Alıştırma Seti:
a: Lütfen gösterilen metinde "II-ESASIN İNCELENMESİ: Raportör-Hakim" sözcüklerini içeren ifadeyle açılıp "kaldırılması istemiyle açılmıştır." ile kapanan bölümü hiçbir değişiklik yapmadan yeniden yazın.
b: Gösterilen metne göre aşağıdaki soruları yanıtlayın.
(i) Sözlü açıklaması dinlenen Danıştay Savcısı kimdir?
(ii) 4703 sayılı Kanun hangi tarihlidir?
(iii) Kanun'un 11. maddesinin başlığı nedir?

II-ESASIN İNCELENMESİ: Raportör-Hakim Gülten Fatma BÜYÜKEREN’in, davanın çözümünde adli yargının görevli olduğu yolundaki raporu ile dosyadaki belgeler okunduktan; ilgili Başsavcılarca görevlendirilen Yargıtay Cumhuriyet Savcısı Halil İbrahim ÇİFTÇİ ile Danıştay Savcısı Yakup BAL’ın adli yargının görevli olduğu yolundaki sözlü açıklamaları da dinlendikten sonra GEREĞİ GÖRÜŞÜLÜP DÜŞÜNÜLDÜ:

Dava, 4703 sayılı Kanun’un 12. maddesinin birinci fıkrasının (b) bendi uyarınca verilen idari para cezasının kaldırılması istemiyle açılmıştır.

29.6.2001 gün ve 4703 sayılı Ürünlere İlişkin Teknik Mevzuatın Hazırlanması ve Uygulanmasına Dair Kanun’un 5. maddesinin üçüncü fıkrasında, “Üretici, piyasaya sadece güvenli ürünleri arz etmek zorundadır. Teknik düzenlemelere uygun ürünlerin güvenli olduğu kabul edilir. Teknik düzenlemenin bulunmadığı hallerde, ürünün güvenli olup olmadığı; ulusal veya uluslararası standartlara; bunların olmaması halinde ise söz konusu sektördeki iyi uygulama kodu veya bilim ve teknoloji düzeyi veya tüketicinin güvenliğe ilişkin makul beklentisi dikkate alınarak değerlendirilir.” denilmiş, 12. maddesinin birinci fıkrasında “Bu Kanunun; ..… (b) 5 inci maddesinin üçüncü fıkrasına aykırı hareket eden üreticiler hakkında on dokuz bin Türk Lirasından iki yüz elli bin Türk Lirasına kadar…… idari para cezası uygulanır” denilerek idari para cezaları düzenlenmiş; “Ürünün piyasaya arzının yasaklanması, toplatılması ve bertarafı” başlıklı 11. maddesinde ise, “İlgili teknik düzenlemeye uygunluğu belgelenmiş olsa dahi, bir ürünün güvenli olmadığına dair kesin belirtilerin bulunması halinde, bu ürünün piyasaya arzı, kontrol yapılıncaya kadar yetkili kuruluşça geçici olarak durdurulur.

Kaynak Veriler:

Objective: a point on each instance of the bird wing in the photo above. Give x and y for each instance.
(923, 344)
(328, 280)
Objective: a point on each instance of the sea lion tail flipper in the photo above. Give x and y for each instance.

Yanıtlar Aşağıda:
a:
II-ESASIN İNCELENMESİ: Raportör-Hakim Gülten Fatma BÜYÜKEREN’in, davanın çözümünde adli yargının görevli olduğu yolundaki raporu ile dosyadaki belgeler okunduktan; ilgili Başsavcılarca görevlendirilen Yargıtay Cumhuriyet Savcısı Halil İbrahim ÇİFTÇİ ile Danıştay Savcısı Yakup BAL’ın adli yargının görevli olduğu yolundaki sözlü açıklamaları da dinlendikten sonra GEREĞİ GÖRÜŞÜLÜP DÜŞÜNÜLDÜ:

Dava, 4703 sayılı Kanun’un 12. maddesinin birinci fıkrasının (b) bendi uyarınca verilen idari para cezasının kaldırılması istemiyle açılmıştır.

b:
(i) Yakup BAL
(ii) 29.6.2001
(iii) "Ürünün piyasaya arzının yasaklanması, toplatılması ve bertarafı"